> [What you have to do] Convert every line of the listing below into a numbered list, leaving out blank lines and omitting the pictures from your answer.

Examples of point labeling
------

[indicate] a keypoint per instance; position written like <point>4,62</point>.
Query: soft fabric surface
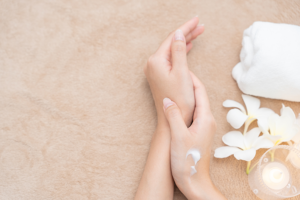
<point>77,114</point>
<point>270,57</point>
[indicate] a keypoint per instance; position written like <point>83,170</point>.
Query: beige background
<point>77,114</point>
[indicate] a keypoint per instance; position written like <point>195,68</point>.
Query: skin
<point>168,76</point>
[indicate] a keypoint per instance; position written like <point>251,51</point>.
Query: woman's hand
<point>198,136</point>
<point>168,74</point>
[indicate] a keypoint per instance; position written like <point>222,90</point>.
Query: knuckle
<point>173,112</point>
<point>178,46</point>
<point>152,61</point>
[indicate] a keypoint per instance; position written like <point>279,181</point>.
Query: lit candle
<point>275,175</point>
<point>294,158</point>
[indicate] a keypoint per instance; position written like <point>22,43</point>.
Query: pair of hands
<point>171,81</point>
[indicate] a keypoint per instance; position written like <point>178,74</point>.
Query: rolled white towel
<point>270,61</point>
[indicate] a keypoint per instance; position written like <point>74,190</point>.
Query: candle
<point>294,158</point>
<point>275,175</point>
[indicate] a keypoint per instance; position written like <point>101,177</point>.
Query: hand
<point>167,70</point>
<point>199,136</point>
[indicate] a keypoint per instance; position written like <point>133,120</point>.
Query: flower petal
<point>193,170</point>
<point>236,118</point>
<point>263,125</point>
<point>230,103</point>
<point>224,152</point>
<point>289,133</point>
<point>287,112</point>
<point>247,155</point>
<point>234,139</point>
<point>274,121</point>
<point>252,104</point>
<point>251,136</point>
<point>273,138</point>
<point>264,113</point>
<point>262,142</point>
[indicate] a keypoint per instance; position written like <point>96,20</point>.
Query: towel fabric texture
<point>270,61</point>
<point>76,111</point>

------

> [Response below]
1. [indicate] a keypoint per instance; position written like <point>4,62</point>.
2. Query: soft fabric surface
3. <point>77,114</point>
4. <point>270,57</point>
5. [indicate] a keypoint per instance; position written like <point>83,170</point>.
6. Query: beige background
7. <point>77,114</point>
8. [indicate] a keypoint per instance; position written like <point>195,68</point>.
9. Query: skin
10. <point>168,76</point>
11. [indicate] a keypoint per instance; position written like <point>251,51</point>.
12. Query: woman's hand
13. <point>198,136</point>
14. <point>168,74</point>
15. [indicate] a keypoint per instance; position written like <point>222,90</point>.
16. Query: knuckle
17. <point>173,112</point>
18. <point>178,46</point>
19. <point>152,61</point>
20. [indicate] a keypoint per instance; position written like <point>279,181</point>.
21. Query: lit candle
22. <point>275,175</point>
23. <point>294,158</point>
24. [indicate] a keypoint per instance; position written like <point>22,43</point>.
25. Query: pair of hands
26. <point>171,81</point>
27. [indicate] a keypoint per instance; position written like <point>178,74</point>.
28. Query: rolled white towel
29. <point>270,61</point>
30. [indicate] a keypoint per instance; position written like <point>74,190</point>.
31. Query: candle
32. <point>294,158</point>
33. <point>275,175</point>
34. [indicate] a keypoint per instance; position written like <point>101,177</point>.
35. Query: hand
36. <point>167,70</point>
37. <point>199,136</point>
38. [indicate] a keypoint per instance; position written like <point>133,120</point>.
39. Query: flower petal
40. <point>193,170</point>
41. <point>236,118</point>
42. <point>263,125</point>
43. <point>230,103</point>
44. <point>224,152</point>
45. <point>289,133</point>
46. <point>287,112</point>
47. <point>247,155</point>
48. <point>234,139</point>
49. <point>274,121</point>
50. <point>252,104</point>
51. <point>251,136</point>
52. <point>273,138</point>
53. <point>264,113</point>
54. <point>262,142</point>
55. [indicate] a keypoint per instance; position written like <point>96,20</point>.
56. Query: towel fabric texture
57. <point>270,61</point>
58. <point>76,111</point>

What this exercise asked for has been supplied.